Exercise objective:
Output range, inclusive: from the line containing "Where can you see the cockpit" to the line containing "Where can you see the cloud". Restate those lines from the data below word for word and only those.

Dataset:
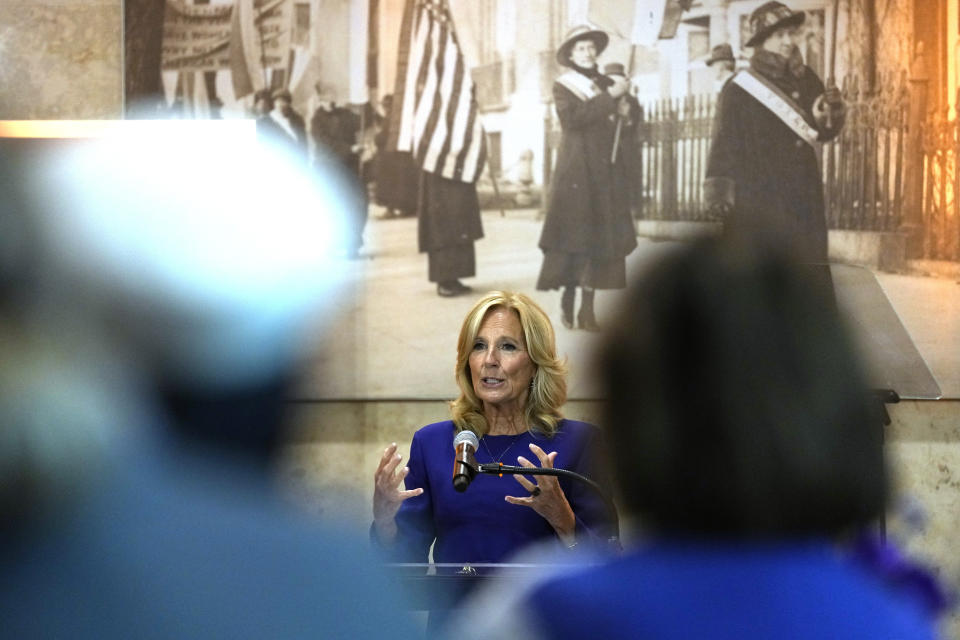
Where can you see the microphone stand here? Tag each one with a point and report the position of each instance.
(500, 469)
==
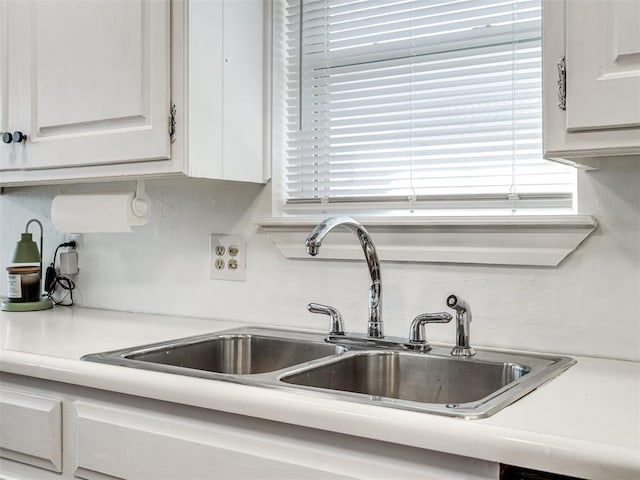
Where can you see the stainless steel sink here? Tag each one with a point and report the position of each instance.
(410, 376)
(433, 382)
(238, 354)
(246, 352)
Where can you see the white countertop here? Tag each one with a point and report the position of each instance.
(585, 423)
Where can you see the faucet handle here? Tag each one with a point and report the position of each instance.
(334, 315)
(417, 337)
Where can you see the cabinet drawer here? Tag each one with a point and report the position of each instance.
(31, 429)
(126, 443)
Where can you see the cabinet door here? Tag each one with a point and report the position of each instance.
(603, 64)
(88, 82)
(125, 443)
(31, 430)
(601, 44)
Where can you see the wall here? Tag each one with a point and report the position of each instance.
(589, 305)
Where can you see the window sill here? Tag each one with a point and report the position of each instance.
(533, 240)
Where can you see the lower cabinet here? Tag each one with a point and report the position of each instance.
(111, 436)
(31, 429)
--
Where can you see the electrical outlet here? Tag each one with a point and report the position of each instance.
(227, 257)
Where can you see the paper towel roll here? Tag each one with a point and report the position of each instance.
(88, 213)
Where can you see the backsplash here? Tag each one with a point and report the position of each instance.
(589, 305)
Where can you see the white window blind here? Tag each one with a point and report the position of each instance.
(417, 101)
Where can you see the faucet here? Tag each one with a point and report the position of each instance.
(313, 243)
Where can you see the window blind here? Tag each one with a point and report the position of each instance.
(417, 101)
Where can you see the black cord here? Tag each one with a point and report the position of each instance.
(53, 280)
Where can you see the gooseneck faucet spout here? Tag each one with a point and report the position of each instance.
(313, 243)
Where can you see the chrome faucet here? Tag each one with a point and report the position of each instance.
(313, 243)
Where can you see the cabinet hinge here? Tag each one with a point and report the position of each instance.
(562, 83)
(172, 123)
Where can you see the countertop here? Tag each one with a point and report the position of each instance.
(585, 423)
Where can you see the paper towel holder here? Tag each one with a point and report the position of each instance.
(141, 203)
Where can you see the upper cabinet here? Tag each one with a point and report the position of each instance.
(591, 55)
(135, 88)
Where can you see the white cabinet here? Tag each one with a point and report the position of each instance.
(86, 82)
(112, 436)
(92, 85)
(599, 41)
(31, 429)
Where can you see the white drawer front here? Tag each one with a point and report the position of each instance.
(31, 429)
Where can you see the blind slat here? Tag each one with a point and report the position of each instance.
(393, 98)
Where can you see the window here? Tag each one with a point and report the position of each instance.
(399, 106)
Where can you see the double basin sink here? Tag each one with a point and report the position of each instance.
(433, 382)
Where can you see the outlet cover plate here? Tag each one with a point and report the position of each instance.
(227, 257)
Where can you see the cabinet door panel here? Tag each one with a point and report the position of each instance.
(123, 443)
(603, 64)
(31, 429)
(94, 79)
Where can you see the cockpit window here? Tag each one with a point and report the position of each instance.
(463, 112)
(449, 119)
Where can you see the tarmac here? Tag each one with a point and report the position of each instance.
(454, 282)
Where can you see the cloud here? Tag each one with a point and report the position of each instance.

Solution below:
Where can you see the cockpit window here? Tag each one with a point and report the position of each instance.
(463, 112)
(449, 119)
Where can you see the tarmac here? Tag each one with a point and report the position of each instance.
(454, 282)
Where can you see the cloud here? Tag each one with a point and report the position of each instance.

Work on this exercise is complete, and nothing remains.